SET TASK:
Copy exactly the run of lines that begins at the line with "It would be wonderful if you could pinpoint the thai-style" and ends at the final line of the entries.

STORED DATA:
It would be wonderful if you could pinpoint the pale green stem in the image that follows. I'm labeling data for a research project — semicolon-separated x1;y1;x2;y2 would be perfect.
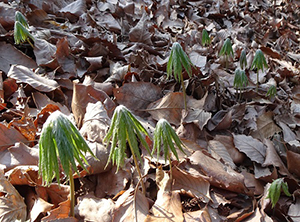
168;153;173;190
256;69;259;92
180;73;187;110
69;166;75;217
129;146;146;195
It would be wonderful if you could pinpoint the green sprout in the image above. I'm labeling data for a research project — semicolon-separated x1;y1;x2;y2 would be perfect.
14;11;34;48
233;69;248;101
251;49;268;91
220;38;234;69
167;42;194;109
267;178;291;208
152;119;184;180
103;105;151;194
39;111;97;217
240;49;247;70
266;85;277;98
202;29;210;47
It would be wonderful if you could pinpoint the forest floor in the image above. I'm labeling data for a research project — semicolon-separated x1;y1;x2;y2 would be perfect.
0;0;300;222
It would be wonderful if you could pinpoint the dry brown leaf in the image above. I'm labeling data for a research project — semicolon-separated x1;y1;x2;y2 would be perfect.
113;82;162;111
7;65;59;92
29;197;54;221
0;143;39;171
208;140;236;169
233;134;266;164
146;92;184;126
0;123;27;151
186;151;248;193
72;81;116;128
144;191;184;222
112;188;149;222
0;170;27;221
252;111;281;140
286;150;300;177
35;183;70;207
5;166;42;186
214;135;245;164
129;11;152;45
0;41;37;73
172;167;211;203
75;195;115;222
262;139;291;176
41;199;71;222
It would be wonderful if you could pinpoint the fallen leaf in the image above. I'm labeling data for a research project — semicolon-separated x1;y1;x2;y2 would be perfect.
75;194;115;222
7;65;59;92
172;167;211;203
0;170;27;221
286;150;300;177
113;82;162;112
0;123;27;151
0;42;37;73
29;197;54;221
233;134;266;164
0;142;39;171
146;92;184;126
144;191;184;222
41;199;71;222
112;188;149;222
186;151;248;193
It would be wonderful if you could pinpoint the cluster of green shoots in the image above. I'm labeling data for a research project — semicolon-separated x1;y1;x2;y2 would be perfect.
39;105;184;217
14;11;34;48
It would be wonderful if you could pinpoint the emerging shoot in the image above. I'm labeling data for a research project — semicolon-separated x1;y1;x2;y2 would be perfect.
103;105;151;194
202;29;210;47
220;38;234;69
267;178;292;208
251;49;268;91
39;111;97;217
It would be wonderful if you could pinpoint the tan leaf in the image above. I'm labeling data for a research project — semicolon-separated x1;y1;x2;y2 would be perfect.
186;151;247;193
5;166;42;186
233;134;266;164
30;197;54;221
41;199;71;222
113;188;149;222
286;150;300;177
113;82;162;111
252;111;281;139
0;170;27;221
75;195;115;222
0;41;37;73
0;143;39;171
172;167;211;203
7;65;59;92
145;191;183;222
146;92;184;126
0;123;27;151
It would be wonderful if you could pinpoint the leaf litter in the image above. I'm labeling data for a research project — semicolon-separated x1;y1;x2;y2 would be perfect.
0;0;300;222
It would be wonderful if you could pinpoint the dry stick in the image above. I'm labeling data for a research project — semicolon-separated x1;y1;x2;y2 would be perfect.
129;145;146;195
69;165;75;217
180;73;187;110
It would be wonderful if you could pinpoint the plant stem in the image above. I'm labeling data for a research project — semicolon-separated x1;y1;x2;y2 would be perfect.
256;70;259;92
168;153;173;190
180;73;187;110
129;146;146;195
69;166;75;217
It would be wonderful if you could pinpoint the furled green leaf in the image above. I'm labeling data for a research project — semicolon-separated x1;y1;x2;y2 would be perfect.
103;105;151;171
39;111;96;185
201;29;210;47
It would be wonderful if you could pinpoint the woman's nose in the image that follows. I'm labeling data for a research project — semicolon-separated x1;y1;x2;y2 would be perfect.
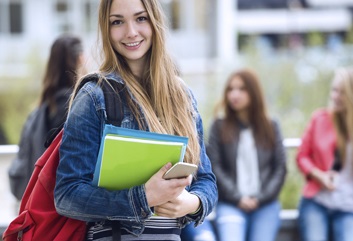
126;23;138;38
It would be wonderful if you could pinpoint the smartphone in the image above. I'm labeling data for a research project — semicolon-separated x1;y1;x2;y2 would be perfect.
163;162;197;179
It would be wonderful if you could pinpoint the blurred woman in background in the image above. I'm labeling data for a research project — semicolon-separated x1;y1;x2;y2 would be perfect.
207;69;286;241
8;34;85;200
296;68;353;241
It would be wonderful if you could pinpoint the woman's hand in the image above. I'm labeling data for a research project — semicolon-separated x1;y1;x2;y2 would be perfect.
310;169;336;191
154;189;201;218
145;163;192;207
238;197;259;212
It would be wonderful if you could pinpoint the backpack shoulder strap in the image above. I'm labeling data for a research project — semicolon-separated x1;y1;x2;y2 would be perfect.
45;73;124;147
75;73;124;126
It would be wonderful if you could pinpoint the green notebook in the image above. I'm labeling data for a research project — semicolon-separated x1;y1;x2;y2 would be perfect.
98;135;186;190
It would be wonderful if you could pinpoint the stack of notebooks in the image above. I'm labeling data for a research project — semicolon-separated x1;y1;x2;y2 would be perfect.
93;125;188;190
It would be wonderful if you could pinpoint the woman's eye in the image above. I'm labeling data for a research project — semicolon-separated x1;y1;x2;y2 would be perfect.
137;16;147;22
110;20;123;25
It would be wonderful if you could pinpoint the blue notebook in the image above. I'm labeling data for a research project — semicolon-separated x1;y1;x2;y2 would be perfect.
93;125;188;190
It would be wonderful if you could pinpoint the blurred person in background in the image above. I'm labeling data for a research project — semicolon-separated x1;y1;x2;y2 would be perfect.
8;34;85;200
296;68;353;241
207;69;287;241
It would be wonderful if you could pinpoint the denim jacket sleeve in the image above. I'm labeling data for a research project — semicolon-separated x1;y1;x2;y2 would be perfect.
179;89;218;226
54;83;152;226
54;83;218;234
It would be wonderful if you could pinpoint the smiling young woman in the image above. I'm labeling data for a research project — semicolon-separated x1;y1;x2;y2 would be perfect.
54;0;218;241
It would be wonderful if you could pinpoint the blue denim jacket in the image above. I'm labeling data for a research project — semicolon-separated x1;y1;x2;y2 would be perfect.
54;74;218;235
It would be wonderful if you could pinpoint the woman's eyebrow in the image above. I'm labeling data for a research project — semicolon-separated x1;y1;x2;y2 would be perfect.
109;10;146;18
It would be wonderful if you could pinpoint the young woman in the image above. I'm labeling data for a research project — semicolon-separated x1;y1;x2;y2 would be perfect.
9;34;84;200
207;69;286;241
55;0;217;240
297;68;353;241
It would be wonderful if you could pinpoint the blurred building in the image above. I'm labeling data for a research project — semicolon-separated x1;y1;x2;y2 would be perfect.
0;0;353;76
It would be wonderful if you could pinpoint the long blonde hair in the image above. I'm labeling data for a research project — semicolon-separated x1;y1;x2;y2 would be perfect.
330;68;353;161
214;68;275;148
71;0;200;164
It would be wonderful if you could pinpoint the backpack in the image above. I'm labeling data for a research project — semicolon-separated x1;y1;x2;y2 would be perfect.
8;104;47;200
2;74;123;241
8;88;71;200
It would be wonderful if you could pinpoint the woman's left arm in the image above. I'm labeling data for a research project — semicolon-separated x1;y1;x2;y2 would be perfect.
155;92;218;225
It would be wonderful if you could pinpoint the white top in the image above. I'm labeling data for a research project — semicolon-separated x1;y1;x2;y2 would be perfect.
315;143;353;212
236;128;260;196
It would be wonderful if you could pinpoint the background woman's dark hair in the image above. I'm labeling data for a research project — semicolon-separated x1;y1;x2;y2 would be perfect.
221;69;275;147
39;35;83;111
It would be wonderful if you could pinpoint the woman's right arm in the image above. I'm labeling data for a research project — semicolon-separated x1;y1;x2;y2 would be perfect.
54;84;152;221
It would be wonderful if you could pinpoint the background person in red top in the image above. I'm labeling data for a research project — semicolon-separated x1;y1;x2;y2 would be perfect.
297;68;353;241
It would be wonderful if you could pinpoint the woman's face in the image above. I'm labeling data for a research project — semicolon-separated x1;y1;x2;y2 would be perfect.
109;0;152;68
330;76;345;112
227;77;250;112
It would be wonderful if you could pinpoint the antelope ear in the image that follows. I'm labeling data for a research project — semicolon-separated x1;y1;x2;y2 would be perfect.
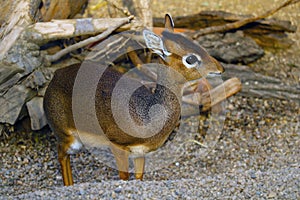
165;14;174;32
143;29;171;60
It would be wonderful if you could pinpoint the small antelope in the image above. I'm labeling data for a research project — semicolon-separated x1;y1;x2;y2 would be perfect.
44;14;224;186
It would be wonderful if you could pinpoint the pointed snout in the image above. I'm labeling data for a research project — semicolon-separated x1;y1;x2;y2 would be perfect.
211;57;225;74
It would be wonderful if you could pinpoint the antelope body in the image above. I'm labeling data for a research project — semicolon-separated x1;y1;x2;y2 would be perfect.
44;15;224;186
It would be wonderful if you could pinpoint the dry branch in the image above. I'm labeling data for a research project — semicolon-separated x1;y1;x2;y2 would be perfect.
46;16;133;62
26;17;140;44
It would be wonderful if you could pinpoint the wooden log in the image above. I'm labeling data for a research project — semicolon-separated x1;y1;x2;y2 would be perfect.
153;11;297;48
181;77;242;116
223;64;300;103
0;85;35;125
0;0;40;60
0;65;24;85
26;97;47;130
26;18;142;45
41;0;88;22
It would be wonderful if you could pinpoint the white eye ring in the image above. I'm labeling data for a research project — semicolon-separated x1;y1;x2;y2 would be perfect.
182;53;202;69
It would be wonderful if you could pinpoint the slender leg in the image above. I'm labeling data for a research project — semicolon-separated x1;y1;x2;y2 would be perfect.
134;156;145;180
58;146;73;186
111;144;129;180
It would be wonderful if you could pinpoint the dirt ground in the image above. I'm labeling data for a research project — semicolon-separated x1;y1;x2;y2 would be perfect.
0;0;300;199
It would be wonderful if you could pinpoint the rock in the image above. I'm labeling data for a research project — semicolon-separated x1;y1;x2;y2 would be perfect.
197;31;264;64
0;85;34;125
0;62;24;84
26;97;47;130
25;71;47;89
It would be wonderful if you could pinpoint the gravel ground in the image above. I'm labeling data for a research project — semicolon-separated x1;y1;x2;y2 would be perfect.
0;0;300;199
0;96;300;199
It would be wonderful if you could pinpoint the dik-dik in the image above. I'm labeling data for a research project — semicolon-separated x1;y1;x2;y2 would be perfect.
44;14;224;186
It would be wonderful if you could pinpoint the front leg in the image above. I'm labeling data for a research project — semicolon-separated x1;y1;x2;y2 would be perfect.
134;155;145;180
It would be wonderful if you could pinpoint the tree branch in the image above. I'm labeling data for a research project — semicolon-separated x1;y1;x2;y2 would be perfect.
46;16;134;62
193;0;300;39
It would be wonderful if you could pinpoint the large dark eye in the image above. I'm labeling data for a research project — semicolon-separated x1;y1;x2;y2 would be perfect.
185;55;198;65
182;54;201;68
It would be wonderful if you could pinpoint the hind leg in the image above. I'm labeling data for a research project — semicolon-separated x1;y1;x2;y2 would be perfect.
110;144;129;180
58;144;73;186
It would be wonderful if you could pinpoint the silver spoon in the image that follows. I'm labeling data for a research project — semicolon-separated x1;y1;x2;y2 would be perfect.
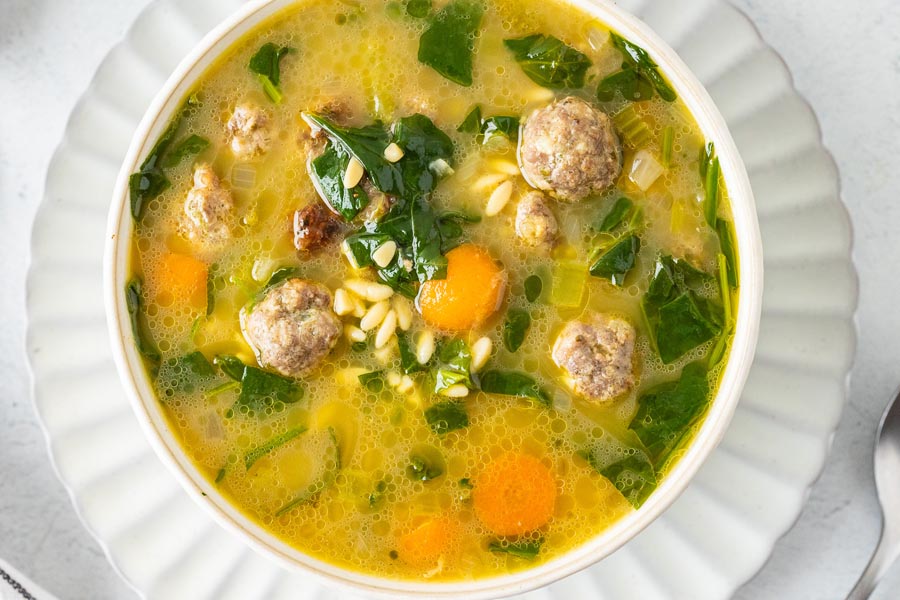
847;392;900;600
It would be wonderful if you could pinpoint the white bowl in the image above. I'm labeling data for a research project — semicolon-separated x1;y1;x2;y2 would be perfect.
104;0;763;600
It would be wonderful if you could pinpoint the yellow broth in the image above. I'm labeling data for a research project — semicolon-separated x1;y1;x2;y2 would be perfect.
131;0;736;580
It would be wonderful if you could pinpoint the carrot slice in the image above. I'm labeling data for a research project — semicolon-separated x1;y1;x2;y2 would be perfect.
472;452;557;535
153;253;209;308
399;517;459;568
418;244;506;331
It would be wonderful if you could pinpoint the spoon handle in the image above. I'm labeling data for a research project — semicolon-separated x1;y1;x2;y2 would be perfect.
847;528;900;600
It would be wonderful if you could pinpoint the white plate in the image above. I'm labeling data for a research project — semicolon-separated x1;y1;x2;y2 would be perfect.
28;0;857;600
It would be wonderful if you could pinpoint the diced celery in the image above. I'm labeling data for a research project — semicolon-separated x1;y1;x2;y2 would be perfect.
613;104;650;148
550;261;588;308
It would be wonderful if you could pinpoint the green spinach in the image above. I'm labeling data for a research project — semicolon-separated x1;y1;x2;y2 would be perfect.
524;275;544;302
406;453;444;481
213;355;303;418
125;279;160;371
642;256;722;364
591;235;641;287
434;339;473;393
248;42;294;104
488;538;544;560
418;0;484;87
601;33;678;102
309;142;369;221
597;68;656;102
597;196;634;233
628;362;709;465
503;34;591;90
425;400;469;435
161;134;209;169
480;370;553;408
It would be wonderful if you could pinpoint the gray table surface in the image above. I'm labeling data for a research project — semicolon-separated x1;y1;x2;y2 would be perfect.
0;0;900;599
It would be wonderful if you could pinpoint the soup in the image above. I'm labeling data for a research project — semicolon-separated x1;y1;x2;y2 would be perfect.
124;0;739;581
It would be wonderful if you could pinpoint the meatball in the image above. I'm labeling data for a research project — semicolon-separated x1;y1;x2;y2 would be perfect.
519;97;622;202
181;164;234;246
516;192;559;248
294;201;342;252
226;104;272;158
553;315;635;402
241;279;341;377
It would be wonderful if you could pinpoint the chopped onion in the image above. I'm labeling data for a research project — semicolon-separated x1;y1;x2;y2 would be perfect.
231;163;256;190
628;150;666;192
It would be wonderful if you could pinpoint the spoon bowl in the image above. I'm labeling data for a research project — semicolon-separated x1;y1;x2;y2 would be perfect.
847;390;900;600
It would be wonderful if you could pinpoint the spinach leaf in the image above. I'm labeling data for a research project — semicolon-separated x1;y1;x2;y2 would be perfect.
425;400;469;435
597;196;634;233
434;340;473;393
597;68;656;102
591;234;641;287
406;0;431;19
578;449;658;509
642;256;722;364
231;366;303;417
437;211;481;253
244;427;306;471
418;0;484;87
656;292;722;364
275;427;343;517
158;350;216;399
249;42;294;104
481;115;519;144
359;371;385;394
128;115;182;221
397;330;425;375
456;104;519;144
628;362;709;464
406;453;444;481
125;279;160;371
503;308;531;352
259;267;301;296
503;34;591;90
367;479;387;508
456;104;483;134
716;219;738;288
162;134;209;169
601;33;678;102
309;142;369;221
700;142;721;227
481;370;553;408
525;275;544;302
213;355;303;418
488;538;544;560
303;113;454;200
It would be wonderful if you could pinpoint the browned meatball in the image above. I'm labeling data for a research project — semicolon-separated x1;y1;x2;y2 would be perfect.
181;164;234;247
553;315;635;402
519;96;622;202
516;192;559;248
242;279;341;377
226;104;272;159
294;201;343;253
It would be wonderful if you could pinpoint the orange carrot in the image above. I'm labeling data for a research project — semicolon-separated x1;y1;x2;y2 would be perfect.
153;253;209;308
399;517;459;568
418;244;506;331
472;452;556;535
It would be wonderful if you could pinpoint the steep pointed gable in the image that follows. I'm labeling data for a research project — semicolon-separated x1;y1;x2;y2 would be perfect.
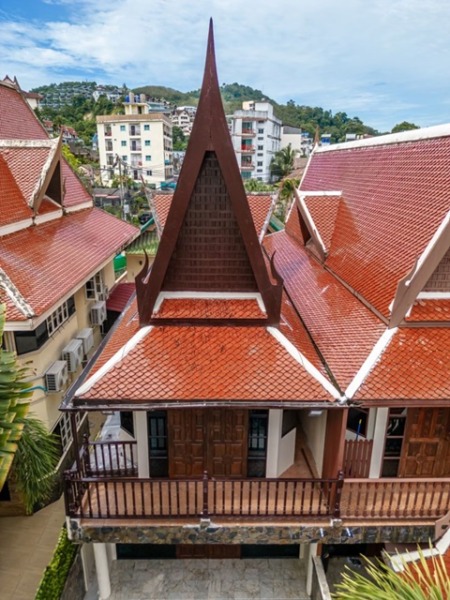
136;21;281;325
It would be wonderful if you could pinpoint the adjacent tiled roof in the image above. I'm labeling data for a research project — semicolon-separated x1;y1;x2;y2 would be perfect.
355;327;450;404
405;299;450;322
264;231;386;390
74;326;332;404
302;136;450;316
152;194;272;236
0;156;33;226
304;196;340;250
0;209;137;320
154;298;267;319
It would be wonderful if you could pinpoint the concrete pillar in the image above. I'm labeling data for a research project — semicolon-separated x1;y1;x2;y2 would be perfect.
369;408;389;479
94;543;111;600
306;543;317;596
133;410;150;478
266;408;283;477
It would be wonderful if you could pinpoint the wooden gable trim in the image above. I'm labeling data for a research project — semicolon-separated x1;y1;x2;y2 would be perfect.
136;20;282;325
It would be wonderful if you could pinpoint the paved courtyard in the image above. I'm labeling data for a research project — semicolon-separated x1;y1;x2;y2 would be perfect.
98;559;309;600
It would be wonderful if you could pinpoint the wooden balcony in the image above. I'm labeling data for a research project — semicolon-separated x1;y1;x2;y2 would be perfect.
65;442;450;522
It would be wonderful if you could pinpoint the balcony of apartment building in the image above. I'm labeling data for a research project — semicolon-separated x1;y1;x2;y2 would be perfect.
128;125;141;137
65;409;450;542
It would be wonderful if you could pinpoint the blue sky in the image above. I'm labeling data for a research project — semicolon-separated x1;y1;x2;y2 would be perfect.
0;0;450;131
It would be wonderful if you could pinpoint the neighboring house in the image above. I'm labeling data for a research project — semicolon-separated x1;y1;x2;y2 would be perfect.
0;76;139;513
228;101;281;182
97;92;173;187
62;21;450;598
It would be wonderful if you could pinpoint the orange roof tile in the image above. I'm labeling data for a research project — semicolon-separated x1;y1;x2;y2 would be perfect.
405;298;450;322
153;298;267;319
152;194;272;236
0;155;33;226
0;209;138;320
355;327;450;405
74;326;332;405
264;231;386;389
0;146;51;204
302;136;450;316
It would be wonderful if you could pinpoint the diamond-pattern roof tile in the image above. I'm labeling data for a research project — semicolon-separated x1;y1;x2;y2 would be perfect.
0;209;137;320
75;326;333;404
355;327;450;402
302;137;450;316
264;232;386;390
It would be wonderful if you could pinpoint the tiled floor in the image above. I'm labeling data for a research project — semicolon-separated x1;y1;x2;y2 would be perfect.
105;559;309;600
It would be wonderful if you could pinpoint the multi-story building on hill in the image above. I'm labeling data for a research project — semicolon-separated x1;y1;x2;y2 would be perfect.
0;76;139;514
229;101;281;182
62;21;450;598
97;93;173;188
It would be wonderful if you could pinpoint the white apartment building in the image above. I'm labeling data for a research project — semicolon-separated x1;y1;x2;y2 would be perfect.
97;93;173;188
229;101;281;182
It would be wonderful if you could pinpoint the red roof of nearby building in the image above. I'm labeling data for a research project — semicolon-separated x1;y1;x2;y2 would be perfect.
0;208;138;320
302;135;450;316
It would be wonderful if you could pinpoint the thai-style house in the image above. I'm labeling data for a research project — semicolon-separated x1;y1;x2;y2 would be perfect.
62;21;450;596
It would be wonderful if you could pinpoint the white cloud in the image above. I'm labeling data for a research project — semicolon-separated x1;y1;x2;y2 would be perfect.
0;0;450;129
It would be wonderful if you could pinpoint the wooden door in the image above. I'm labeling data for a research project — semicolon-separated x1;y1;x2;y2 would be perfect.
168;409;248;478
206;409;248;477
167;409;206;478
399;408;450;477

THE COMPLETED TASK:
It would be wonderful if you could pinpoint the thai-style house in the image above. I'm labeling data for a research project — semicolon-separated x1;y1;x2;y2 would be perfect.
62;21;450;596
It would be wonderful if you could pinpoint the white cloud in the image above. I'm labeling data for a research project — semicolon-separated x1;y1;x2;y2 would be perfect.
0;0;450;129
It would be wonderful if you could pinpoint the wooden door in the image above. I'm labeling data for a research project — semicolon-separated x1;y1;x2;y2 would be perfect.
168;409;248;478
206;409;248;477
167;409;206;478
399;408;450;477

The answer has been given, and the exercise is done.